* Provided information:
******
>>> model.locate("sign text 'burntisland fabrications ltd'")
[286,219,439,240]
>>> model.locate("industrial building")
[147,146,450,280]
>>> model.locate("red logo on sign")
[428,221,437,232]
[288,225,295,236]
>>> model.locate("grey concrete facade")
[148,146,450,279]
******
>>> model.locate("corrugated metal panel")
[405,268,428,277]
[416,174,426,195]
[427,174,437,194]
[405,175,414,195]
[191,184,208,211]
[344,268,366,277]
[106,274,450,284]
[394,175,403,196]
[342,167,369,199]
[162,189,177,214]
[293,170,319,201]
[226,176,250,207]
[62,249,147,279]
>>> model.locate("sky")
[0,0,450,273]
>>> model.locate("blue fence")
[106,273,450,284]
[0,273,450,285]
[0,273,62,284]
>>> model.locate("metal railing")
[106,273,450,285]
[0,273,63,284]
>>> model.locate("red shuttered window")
******
* Description of the task: Find each line of the material above that contains the string "metal", treating uppercase and lowercase as different, and copy every such line in full.

* Answer to this problem:
>>> model.locate("corrugated metal panel")
>>> model.locate("metal railing")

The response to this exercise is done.